◆ What to do ◆
Please count the lines in the records below that contain the string "shelf", with case counting, and give only that number.

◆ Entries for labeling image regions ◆
......

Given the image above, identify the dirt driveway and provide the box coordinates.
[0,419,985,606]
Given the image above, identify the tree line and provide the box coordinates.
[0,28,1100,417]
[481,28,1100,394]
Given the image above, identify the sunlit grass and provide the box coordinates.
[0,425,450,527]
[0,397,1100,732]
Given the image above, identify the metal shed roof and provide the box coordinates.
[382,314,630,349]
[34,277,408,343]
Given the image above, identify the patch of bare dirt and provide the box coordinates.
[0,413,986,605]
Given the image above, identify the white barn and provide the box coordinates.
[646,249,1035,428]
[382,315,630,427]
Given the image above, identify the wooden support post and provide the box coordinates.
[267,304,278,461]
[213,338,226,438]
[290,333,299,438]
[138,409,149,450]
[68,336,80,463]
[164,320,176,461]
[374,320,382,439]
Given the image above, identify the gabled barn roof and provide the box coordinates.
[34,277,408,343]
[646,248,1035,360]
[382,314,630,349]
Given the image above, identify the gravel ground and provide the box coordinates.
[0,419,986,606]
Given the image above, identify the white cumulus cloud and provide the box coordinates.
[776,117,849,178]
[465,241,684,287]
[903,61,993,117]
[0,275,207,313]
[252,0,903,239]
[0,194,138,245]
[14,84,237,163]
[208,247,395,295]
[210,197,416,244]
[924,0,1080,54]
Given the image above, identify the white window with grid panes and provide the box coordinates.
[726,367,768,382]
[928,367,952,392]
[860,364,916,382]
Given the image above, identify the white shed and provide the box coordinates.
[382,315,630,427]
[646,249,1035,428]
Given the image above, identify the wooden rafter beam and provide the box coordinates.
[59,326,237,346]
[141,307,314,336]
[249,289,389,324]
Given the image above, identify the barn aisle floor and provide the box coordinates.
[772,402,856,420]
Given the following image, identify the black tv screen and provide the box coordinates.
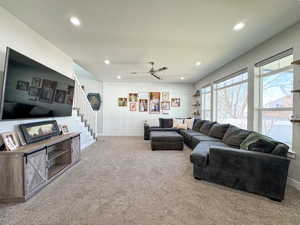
[0,48,75,120]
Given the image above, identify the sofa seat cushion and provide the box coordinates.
[200,121,216,135]
[191,135,222,149]
[150,131,183,141]
[190,141,228,167]
[208,123,230,139]
[222,126,253,148]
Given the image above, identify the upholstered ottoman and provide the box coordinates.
[150,131,183,151]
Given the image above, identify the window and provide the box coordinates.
[256,50,294,146]
[215,69,248,128]
[201,86,212,120]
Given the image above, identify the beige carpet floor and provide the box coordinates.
[0,137,300,225]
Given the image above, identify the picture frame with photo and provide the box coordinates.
[28,87,41,97]
[31,77,42,88]
[1,132,20,151]
[16,80,29,91]
[61,125,70,134]
[54,89,67,104]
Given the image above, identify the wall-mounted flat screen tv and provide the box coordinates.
[0,48,75,120]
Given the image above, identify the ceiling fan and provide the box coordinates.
[131,62,168,80]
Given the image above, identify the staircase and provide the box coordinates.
[73,75,97,140]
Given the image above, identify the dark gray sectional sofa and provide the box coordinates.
[144,119,290,201]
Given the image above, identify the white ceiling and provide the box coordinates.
[0,0,300,82]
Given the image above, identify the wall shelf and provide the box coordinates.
[292,59,300,65]
[291,89,300,93]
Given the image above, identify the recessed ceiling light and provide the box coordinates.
[195,61,201,66]
[70,16,80,27]
[233,22,245,31]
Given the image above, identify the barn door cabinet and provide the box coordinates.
[0,133,80,202]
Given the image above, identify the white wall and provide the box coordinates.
[74,64,103,134]
[195,22,300,189]
[103,82,194,136]
[0,7,95,147]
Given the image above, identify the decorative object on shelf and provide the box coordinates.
[16,80,29,91]
[31,77,42,88]
[20,120,60,144]
[39,80,57,103]
[149,92,160,114]
[54,89,67,104]
[161,102,170,110]
[292,59,300,65]
[118,98,127,107]
[171,98,180,107]
[128,93,138,102]
[139,99,148,112]
[129,102,137,112]
[1,132,20,151]
[61,125,70,134]
[28,87,41,97]
[87,93,101,111]
[161,92,170,102]
[193,90,200,97]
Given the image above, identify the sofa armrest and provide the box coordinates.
[209,146,290,200]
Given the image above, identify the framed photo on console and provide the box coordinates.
[1,132,20,151]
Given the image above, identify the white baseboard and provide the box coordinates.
[287,177,300,191]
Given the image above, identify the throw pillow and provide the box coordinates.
[248,139,276,153]
[222,126,252,148]
[193,119,208,132]
[200,121,216,135]
[159,118,173,128]
[208,123,230,139]
[173,119,184,129]
[184,118,194,130]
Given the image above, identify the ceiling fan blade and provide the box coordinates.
[154,66,168,72]
[151,73,161,80]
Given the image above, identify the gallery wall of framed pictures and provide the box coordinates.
[117,92,181,114]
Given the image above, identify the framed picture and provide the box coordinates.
[28,87,41,97]
[118,98,127,107]
[67,95,73,105]
[149,92,160,114]
[87,93,101,111]
[1,132,20,151]
[129,93,138,102]
[171,98,180,107]
[68,85,74,95]
[139,99,148,112]
[39,80,57,103]
[161,92,170,102]
[16,80,29,91]
[54,90,67,104]
[20,120,60,144]
[161,102,170,110]
[61,125,70,134]
[129,102,137,112]
[31,77,42,88]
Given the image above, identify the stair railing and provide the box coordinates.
[73,74,97,138]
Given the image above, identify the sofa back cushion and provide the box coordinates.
[193,119,208,132]
[200,121,216,135]
[222,125,252,148]
[159,118,173,128]
[208,123,230,139]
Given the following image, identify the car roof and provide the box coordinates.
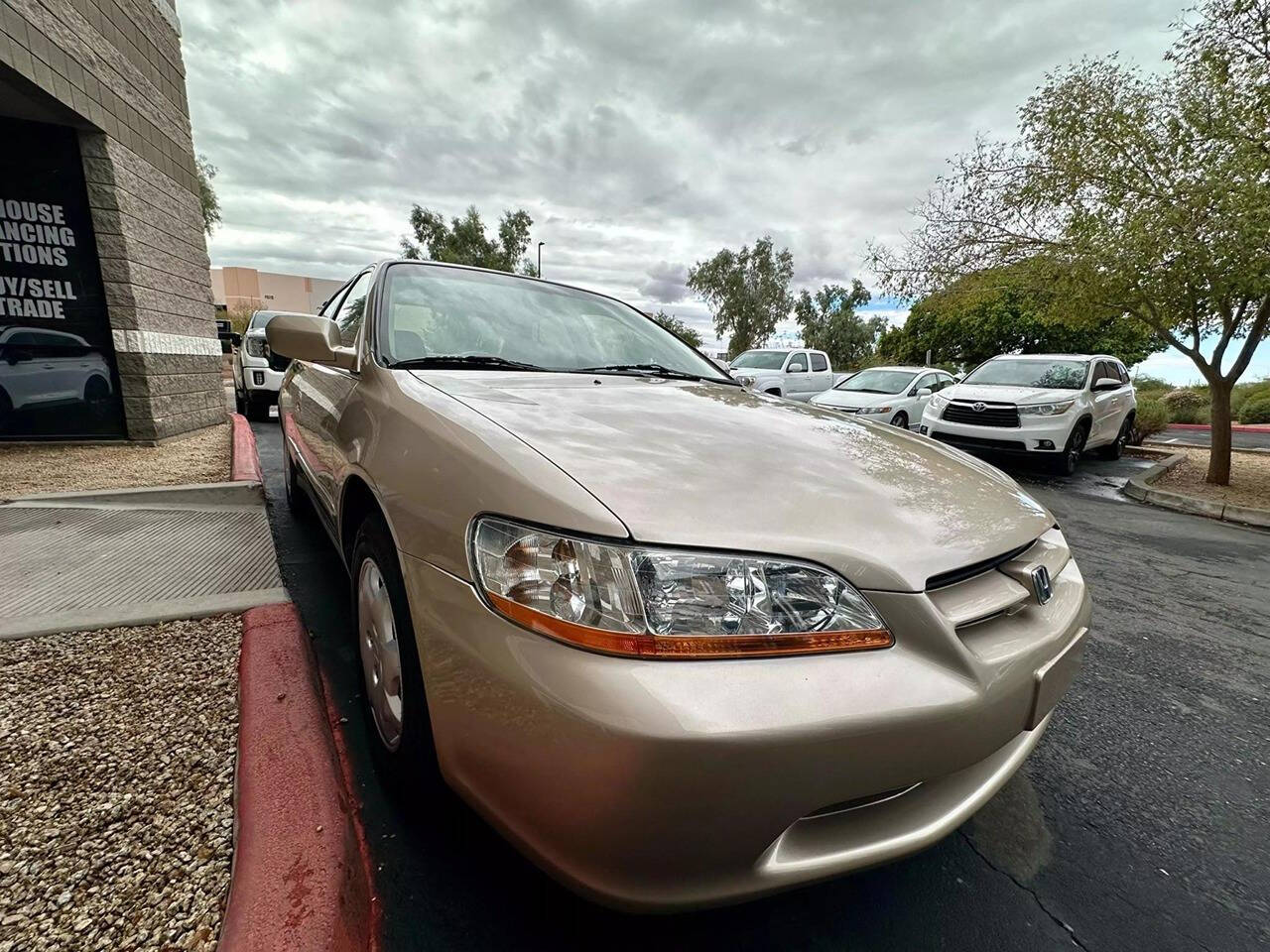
[860,364,952,377]
[988,354,1119,361]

......

◆ Solution to this exercise ◆
2